(Exercise prompt): Gather each line below that contains the word "checkered", and copy every such line in full.

(Material supplied):
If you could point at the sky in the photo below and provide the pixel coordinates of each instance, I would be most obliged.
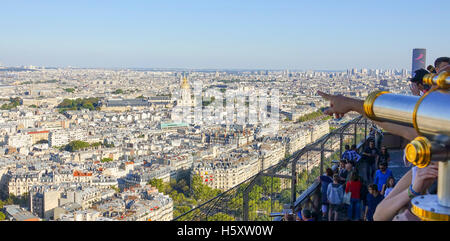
(222, 34)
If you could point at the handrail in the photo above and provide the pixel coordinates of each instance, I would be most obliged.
(292, 159)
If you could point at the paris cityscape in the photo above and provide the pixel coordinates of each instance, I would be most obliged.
(91, 144)
(220, 111)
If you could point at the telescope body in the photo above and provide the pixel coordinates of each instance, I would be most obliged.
(441, 80)
(427, 114)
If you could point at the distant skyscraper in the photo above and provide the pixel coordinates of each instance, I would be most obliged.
(419, 59)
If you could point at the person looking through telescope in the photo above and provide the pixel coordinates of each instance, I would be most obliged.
(400, 197)
(442, 64)
(418, 88)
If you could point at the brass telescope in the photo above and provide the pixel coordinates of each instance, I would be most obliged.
(429, 115)
(441, 80)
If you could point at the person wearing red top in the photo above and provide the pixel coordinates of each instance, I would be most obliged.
(354, 186)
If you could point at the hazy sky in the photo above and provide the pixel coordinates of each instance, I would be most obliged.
(277, 34)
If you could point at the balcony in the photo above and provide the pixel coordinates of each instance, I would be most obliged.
(287, 185)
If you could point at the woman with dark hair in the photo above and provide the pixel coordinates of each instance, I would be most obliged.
(383, 157)
(354, 187)
(388, 187)
(325, 180)
(373, 199)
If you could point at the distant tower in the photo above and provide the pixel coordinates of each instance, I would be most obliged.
(418, 60)
(186, 99)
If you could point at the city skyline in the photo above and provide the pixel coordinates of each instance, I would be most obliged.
(220, 35)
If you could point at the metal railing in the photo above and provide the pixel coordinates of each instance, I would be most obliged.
(295, 176)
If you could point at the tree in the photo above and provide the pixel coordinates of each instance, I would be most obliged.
(107, 159)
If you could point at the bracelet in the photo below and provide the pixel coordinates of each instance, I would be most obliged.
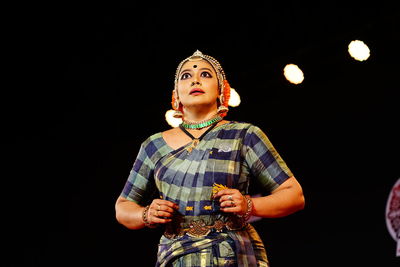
(247, 215)
(145, 219)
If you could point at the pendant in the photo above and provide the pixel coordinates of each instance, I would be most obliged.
(194, 143)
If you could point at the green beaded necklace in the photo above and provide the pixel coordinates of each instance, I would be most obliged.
(202, 124)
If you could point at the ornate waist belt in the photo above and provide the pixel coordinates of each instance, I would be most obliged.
(201, 228)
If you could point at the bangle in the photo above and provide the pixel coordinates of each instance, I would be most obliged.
(247, 215)
(145, 219)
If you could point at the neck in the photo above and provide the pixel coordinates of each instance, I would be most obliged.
(199, 113)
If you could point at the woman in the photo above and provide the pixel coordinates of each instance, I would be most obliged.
(201, 171)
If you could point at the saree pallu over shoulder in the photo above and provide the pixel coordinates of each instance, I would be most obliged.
(230, 156)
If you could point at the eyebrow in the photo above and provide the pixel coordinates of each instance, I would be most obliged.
(199, 69)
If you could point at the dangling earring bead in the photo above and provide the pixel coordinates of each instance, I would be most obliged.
(222, 109)
(177, 114)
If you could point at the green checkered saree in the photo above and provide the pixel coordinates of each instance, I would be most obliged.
(232, 155)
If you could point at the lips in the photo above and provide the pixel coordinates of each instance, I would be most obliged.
(196, 91)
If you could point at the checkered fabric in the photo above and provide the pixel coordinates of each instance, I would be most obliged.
(232, 155)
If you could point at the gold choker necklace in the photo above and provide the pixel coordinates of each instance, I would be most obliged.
(200, 124)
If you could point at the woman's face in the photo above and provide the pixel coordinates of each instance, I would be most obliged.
(197, 84)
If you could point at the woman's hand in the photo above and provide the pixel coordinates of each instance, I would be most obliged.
(231, 200)
(161, 211)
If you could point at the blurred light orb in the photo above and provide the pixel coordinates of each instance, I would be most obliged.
(234, 99)
(293, 73)
(359, 50)
(169, 117)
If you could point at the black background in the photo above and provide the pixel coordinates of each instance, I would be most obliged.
(89, 82)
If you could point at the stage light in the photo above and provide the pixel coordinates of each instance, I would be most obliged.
(173, 122)
(358, 50)
(234, 99)
(293, 73)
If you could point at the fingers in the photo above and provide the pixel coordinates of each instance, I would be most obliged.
(161, 211)
(231, 200)
(225, 192)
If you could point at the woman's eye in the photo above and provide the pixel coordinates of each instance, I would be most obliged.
(185, 76)
(206, 74)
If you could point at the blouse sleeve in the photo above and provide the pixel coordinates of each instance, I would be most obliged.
(264, 161)
(140, 183)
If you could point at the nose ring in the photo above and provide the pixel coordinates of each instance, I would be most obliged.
(196, 82)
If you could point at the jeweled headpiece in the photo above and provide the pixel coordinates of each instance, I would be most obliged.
(223, 84)
(200, 56)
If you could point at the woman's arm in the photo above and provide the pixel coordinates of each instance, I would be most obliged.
(284, 200)
(130, 214)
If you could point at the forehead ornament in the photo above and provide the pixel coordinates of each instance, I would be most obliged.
(197, 56)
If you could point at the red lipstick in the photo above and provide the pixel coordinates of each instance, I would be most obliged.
(196, 91)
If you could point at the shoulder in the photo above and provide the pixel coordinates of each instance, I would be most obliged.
(241, 126)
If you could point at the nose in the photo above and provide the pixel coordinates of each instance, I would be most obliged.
(195, 83)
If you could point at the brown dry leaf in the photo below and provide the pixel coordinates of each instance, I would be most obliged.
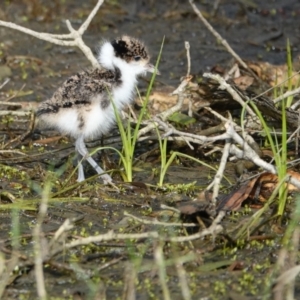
(257, 190)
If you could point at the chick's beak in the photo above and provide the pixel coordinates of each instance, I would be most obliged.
(151, 69)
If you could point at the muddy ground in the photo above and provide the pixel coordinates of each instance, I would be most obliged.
(215, 269)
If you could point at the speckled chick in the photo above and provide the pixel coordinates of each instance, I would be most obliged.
(82, 108)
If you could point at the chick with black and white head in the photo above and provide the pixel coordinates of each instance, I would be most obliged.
(81, 108)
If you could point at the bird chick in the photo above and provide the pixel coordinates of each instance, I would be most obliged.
(82, 109)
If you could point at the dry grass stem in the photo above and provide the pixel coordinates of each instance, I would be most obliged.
(226, 86)
(155, 222)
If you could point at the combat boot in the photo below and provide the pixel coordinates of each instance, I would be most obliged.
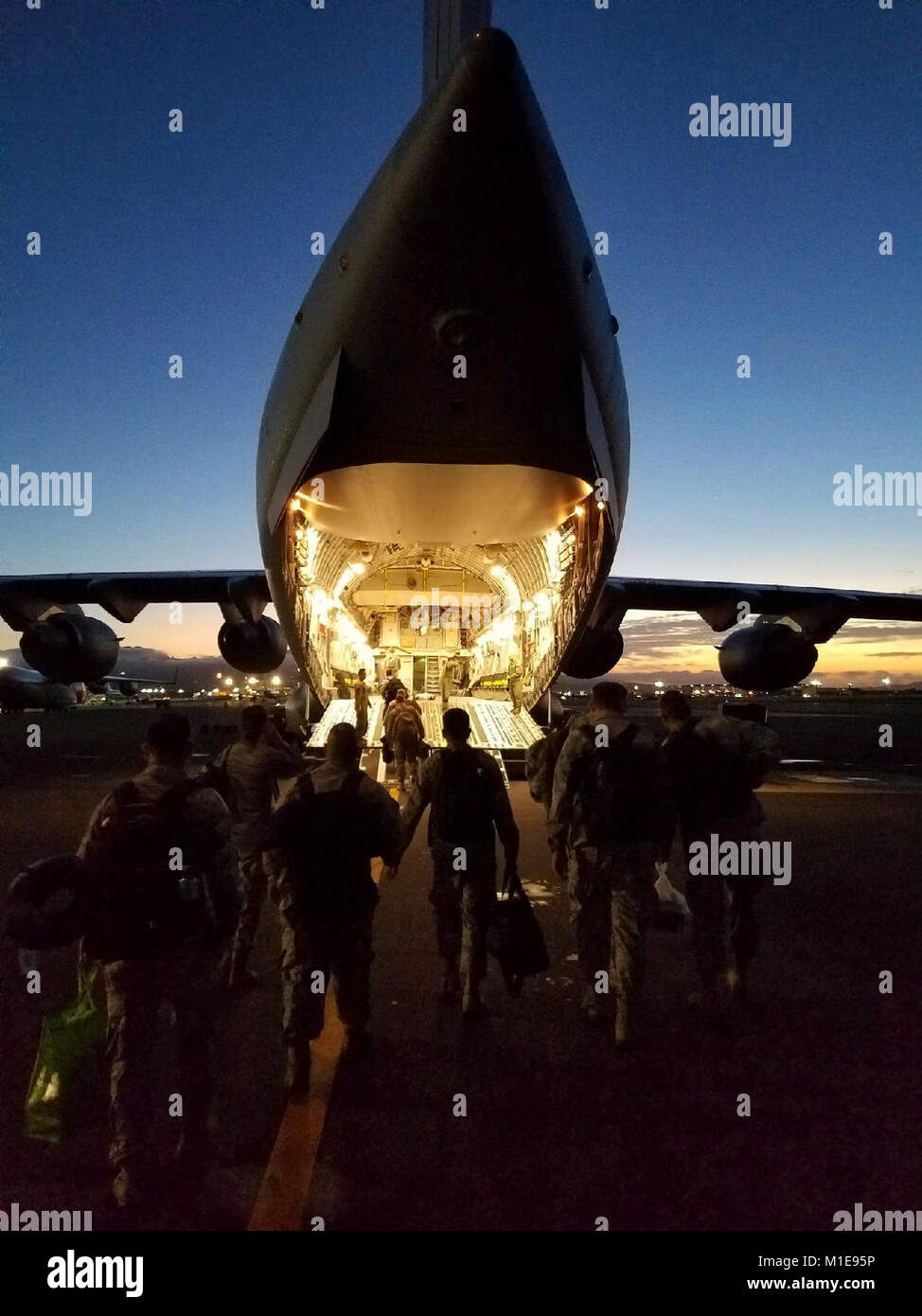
(471, 1003)
(450, 984)
(590, 1005)
(297, 1073)
(625, 1032)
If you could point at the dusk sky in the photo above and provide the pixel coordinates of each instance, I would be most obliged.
(198, 243)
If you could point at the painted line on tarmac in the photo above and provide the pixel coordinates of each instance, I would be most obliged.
(283, 1194)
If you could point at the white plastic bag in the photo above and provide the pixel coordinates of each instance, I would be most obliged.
(672, 903)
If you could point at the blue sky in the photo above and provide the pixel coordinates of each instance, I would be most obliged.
(157, 242)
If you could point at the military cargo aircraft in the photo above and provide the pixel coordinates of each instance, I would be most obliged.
(443, 455)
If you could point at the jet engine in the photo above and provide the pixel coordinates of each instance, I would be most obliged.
(253, 647)
(596, 654)
(68, 648)
(766, 657)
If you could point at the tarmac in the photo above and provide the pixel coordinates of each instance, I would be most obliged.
(529, 1119)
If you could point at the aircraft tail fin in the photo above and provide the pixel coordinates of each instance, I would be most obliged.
(446, 27)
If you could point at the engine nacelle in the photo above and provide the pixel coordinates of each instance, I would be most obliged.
(596, 654)
(253, 647)
(68, 648)
(766, 657)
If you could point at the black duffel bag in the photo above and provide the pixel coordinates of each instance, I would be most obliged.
(514, 937)
(46, 903)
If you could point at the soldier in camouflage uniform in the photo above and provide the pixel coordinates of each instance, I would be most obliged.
(469, 803)
(362, 702)
(329, 940)
(608, 861)
(716, 763)
(185, 977)
(253, 765)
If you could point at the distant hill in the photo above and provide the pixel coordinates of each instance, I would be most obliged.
(154, 665)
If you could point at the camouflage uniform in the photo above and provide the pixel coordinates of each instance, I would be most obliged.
(134, 989)
(404, 731)
(706, 759)
(253, 769)
(611, 886)
(516, 681)
(361, 709)
(344, 951)
(462, 901)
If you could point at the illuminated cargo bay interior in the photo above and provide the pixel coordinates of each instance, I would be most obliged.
(415, 607)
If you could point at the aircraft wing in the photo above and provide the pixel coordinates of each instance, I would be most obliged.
(122, 595)
(722, 604)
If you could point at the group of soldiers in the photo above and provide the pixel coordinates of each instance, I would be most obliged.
(607, 827)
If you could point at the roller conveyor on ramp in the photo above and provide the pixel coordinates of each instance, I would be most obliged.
(493, 725)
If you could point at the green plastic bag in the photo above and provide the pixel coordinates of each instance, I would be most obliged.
(70, 1062)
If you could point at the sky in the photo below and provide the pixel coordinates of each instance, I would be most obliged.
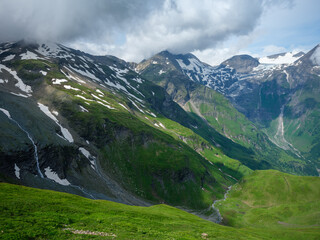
(133, 30)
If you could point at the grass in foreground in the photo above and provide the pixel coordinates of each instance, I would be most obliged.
(28, 213)
(275, 201)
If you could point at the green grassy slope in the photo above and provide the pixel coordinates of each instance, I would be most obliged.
(274, 200)
(28, 213)
(238, 137)
(160, 164)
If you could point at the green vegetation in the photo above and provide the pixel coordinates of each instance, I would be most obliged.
(28, 213)
(273, 200)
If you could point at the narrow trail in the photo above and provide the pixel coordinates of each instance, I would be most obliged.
(6, 112)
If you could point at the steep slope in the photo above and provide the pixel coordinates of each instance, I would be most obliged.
(42, 214)
(90, 126)
(248, 144)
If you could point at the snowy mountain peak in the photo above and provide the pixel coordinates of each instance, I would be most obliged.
(281, 58)
(315, 57)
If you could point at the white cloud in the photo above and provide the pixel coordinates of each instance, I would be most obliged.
(136, 29)
(272, 49)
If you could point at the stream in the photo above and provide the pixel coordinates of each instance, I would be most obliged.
(29, 136)
(220, 200)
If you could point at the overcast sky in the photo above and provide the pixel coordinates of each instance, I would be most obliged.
(136, 29)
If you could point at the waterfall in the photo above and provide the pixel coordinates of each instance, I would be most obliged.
(29, 136)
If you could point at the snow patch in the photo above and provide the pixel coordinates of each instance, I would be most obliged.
(98, 91)
(288, 58)
(54, 176)
(29, 55)
(106, 105)
(123, 106)
(82, 97)
(83, 109)
(19, 94)
(161, 72)
(71, 88)
(315, 57)
(5, 112)
(88, 155)
(20, 84)
(58, 81)
(44, 73)
(8, 58)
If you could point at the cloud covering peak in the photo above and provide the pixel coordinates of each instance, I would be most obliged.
(132, 29)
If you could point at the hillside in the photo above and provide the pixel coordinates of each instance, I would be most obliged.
(90, 126)
(33, 213)
(274, 200)
(183, 77)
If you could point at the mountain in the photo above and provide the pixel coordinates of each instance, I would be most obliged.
(219, 104)
(281, 58)
(89, 125)
(241, 63)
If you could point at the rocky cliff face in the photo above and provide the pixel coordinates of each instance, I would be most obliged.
(91, 126)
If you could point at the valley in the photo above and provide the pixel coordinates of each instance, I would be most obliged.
(165, 134)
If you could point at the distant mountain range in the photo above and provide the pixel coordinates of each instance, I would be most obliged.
(280, 100)
(170, 129)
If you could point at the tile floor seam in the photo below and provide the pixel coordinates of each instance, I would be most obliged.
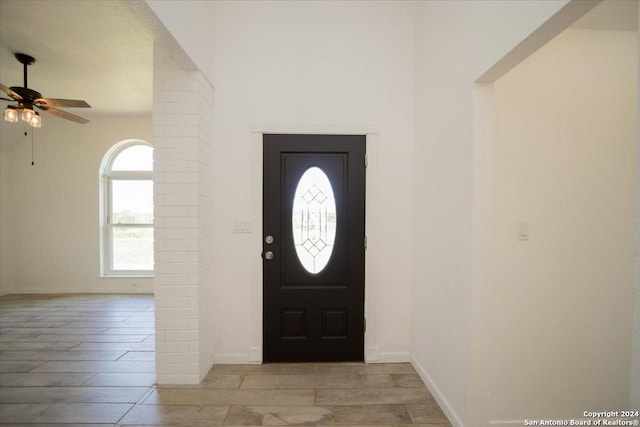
(116, 373)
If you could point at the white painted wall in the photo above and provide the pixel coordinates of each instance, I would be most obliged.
(313, 63)
(7, 271)
(635, 351)
(456, 42)
(49, 211)
(565, 163)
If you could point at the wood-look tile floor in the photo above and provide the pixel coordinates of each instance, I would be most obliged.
(88, 360)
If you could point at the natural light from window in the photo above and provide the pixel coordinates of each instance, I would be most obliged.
(128, 210)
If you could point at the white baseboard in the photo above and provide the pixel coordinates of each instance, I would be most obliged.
(96, 290)
(392, 358)
(232, 359)
(437, 395)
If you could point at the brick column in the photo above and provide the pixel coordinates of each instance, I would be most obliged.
(182, 138)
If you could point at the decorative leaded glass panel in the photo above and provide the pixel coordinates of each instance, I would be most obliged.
(314, 220)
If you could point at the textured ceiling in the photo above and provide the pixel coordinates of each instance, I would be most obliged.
(91, 50)
(620, 15)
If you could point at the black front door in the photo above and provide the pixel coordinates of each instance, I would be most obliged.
(313, 247)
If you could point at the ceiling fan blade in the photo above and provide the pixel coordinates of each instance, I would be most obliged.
(10, 92)
(65, 103)
(63, 114)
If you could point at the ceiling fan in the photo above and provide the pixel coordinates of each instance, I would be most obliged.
(27, 99)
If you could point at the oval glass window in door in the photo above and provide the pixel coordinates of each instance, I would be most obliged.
(313, 220)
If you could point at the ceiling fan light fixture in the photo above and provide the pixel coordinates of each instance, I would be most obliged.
(11, 114)
(27, 115)
(36, 121)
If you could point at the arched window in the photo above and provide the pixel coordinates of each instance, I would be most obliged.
(127, 209)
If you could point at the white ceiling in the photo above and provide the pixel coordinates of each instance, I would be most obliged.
(620, 15)
(91, 50)
(98, 51)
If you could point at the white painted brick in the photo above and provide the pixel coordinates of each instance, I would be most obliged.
(169, 189)
(182, 200)
(181, 177)
(182, 268)
(176, 256)
(170, 211)
(175, 279)
(179, 142)
(177, 290)
(183, 358)
(181, 153)
(177, 324)
(183, 222)
(165, 96)
(176, 313)
(180, 108)
(170, 119)
(176, 302)
(173, 347)
(176, 234)
(182, 336)
(170, 165)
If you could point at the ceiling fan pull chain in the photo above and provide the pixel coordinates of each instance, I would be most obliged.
(32, 162)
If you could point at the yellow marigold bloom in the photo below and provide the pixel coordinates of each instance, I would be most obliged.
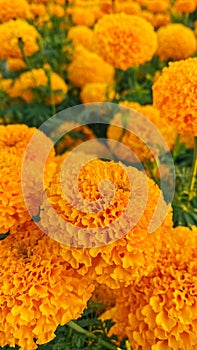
(124, 40)
(13, 9)
(38, 77)
(88, 67)
(13, 143)
(129, 7)
(174, 94)
(37, 10)
(38, 289)
(15, 64)
(56, 10)
(96, 92)
(160, 309)
(132, 141)
(84, 17)
(185, 6)
(81, 35)
(176, 42)
(72, 139)
(156, 6)
(13, 31)
(13, 208)
(129, 256)
(161, 19)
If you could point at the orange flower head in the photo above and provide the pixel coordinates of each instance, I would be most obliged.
(176, 42)
(124, 40)
(88, 67)
(109, 253)
(175, 94)
(39, 290)
(11, 33)
(97, 92)
(13, 9)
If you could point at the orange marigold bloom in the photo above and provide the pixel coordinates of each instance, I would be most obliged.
(175, 94)
(97, 92)
(129, 7)
(88, 67)
(13, 9)
(132, 141)
(14, 140)
(38, 289)
(38, 77)
(81, 35)
(13, 31)
(160, 309)
(70, 140)
(124, 40)
(185, 6)
(131, 254)
(176, 42)
(15, 64)
(156, 5)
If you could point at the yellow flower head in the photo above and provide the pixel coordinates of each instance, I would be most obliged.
(132, 141)
(13, 9)
(176, 42)
(39, 290)
(185, 6)
(38, 77)
(156, 5)
(96, 92)
(129, 7)
(124, 40)
(14, 140)
(88, 67)
(81, 35)
(10, 34)
(159, 311)
(15, 64)
(175, 94)
(131, 254)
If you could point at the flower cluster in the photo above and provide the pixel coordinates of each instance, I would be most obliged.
(158, 312)
(174, 95)
(124, 40)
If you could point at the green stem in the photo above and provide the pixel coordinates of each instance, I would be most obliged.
(91, 335)
(194, 171)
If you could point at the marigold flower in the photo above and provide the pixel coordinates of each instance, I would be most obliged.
(56, 10)
(39, 290)
(176, 42)
(129, 7)
(156, 6)
(160, 309)
(81, 35)
(10, 34)
(185, 6)
(14, 140)
(175, 93)
(88, 67)
(161, 19)
(131, 254)
(70, 140)
(132, 141)
(38, 77)
(97, 92)
(124, 40)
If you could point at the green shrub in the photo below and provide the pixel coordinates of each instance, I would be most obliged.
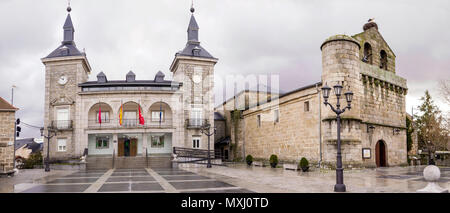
(304, 163)
(34, 159)
(249, 159)
(273, 160)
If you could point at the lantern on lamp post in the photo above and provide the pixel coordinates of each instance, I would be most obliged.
(340, 186)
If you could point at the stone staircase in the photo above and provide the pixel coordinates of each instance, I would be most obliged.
(106, 162)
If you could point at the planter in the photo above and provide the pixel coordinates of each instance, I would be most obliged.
(305, 169)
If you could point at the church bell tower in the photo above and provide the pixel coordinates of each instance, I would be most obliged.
(65, 68)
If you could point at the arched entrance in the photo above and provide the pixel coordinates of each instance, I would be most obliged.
(380, 154)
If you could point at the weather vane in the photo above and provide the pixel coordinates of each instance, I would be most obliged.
(68, 6)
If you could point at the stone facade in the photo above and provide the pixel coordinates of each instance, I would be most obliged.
(64, 96)
(7, 131)
(362, 63)
(73, 104)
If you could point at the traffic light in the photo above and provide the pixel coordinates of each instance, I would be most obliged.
(18, 128)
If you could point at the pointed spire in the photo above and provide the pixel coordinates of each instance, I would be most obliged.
(68, 28)
(193, 27)
(193, 47)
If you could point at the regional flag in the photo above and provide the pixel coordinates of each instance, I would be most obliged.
(141, 118)
(100, 113)
(121, 114)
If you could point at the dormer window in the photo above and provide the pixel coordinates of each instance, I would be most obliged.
(383, 60)
(367, 53)
(131, 77)
(196, 51)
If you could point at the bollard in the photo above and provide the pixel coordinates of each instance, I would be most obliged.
(432, 174)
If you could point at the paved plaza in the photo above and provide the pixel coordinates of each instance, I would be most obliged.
(269, 180)
(235, 178)
(132, 181)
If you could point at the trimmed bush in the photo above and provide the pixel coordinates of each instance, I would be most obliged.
(273, 161)
(249, 160)
(34, 159)
(304, 164)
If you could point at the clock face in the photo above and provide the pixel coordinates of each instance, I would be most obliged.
(197, 79)
(63, 80)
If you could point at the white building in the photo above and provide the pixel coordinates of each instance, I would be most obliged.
(172, 111)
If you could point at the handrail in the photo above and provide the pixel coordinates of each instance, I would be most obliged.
(146, 156)
(114, 157)
(196, 153)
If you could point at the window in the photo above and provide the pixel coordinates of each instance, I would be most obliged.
(157, 141)
(102, 143)
(130, 118)
(196, 116)
(383, 60)
(367, 53)
(105, 117)
(258, 120)
(62, 144)
(196, 142)
(276, 116)
(62, 118)
(156, 115)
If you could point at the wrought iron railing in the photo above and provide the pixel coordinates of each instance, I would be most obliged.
(130, 123)
(195, 123)
(62, 124)
(196, 153)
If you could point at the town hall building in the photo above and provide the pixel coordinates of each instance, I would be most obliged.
(129, 117)
(297, 124)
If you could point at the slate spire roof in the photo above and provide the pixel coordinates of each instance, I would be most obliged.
(193, 47)
(68, 47)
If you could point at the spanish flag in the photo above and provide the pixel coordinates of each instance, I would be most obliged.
(121, 114)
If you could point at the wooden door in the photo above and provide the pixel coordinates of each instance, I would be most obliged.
(380, 154)
(121, 147)
(133, 147)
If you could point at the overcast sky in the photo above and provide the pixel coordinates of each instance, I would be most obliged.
(249, 37)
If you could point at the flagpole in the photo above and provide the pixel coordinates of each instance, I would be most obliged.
(100, 113)
(160, 112)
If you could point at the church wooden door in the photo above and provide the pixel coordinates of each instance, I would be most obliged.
(133, 147)
(121, 145)
(380, 154)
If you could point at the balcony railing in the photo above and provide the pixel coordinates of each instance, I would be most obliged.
(62, 125)
(195, 123)
(129, 123)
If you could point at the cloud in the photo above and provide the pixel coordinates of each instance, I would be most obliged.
(249, 37)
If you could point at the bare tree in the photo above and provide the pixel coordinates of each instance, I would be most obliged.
(444, 88)
(432, 127)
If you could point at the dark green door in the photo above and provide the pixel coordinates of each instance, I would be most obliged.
(127, 148)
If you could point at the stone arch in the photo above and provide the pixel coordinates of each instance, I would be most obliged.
(107, 112)
(381, 154)
(155, 108)
(383, 60)
(367, 58)
(130, 113)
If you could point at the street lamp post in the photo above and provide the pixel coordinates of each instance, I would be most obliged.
(340, 186)
(50, 133)
(207, 131)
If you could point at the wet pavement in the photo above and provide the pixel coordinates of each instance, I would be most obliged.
(133, 181)
(236, 178)
(269, 180)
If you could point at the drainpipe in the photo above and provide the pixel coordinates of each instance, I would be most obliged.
(320, 125)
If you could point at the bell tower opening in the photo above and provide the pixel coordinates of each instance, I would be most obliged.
(367, 58)
(383, 60)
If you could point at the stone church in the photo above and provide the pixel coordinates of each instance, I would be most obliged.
(129, 117)
(297, 124)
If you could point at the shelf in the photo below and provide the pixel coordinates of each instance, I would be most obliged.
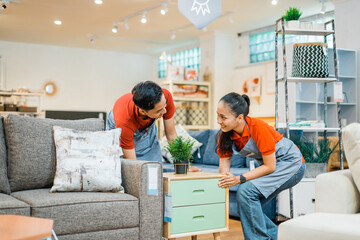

(Answer below):
If you could point at the green checkered saree in the photo above and provide the pixel coordinates of each instance, I would be most obliged.
If you could point at the checkered fabric in the photo above and provide the pixel coordinates of each instance, I would be most obliged.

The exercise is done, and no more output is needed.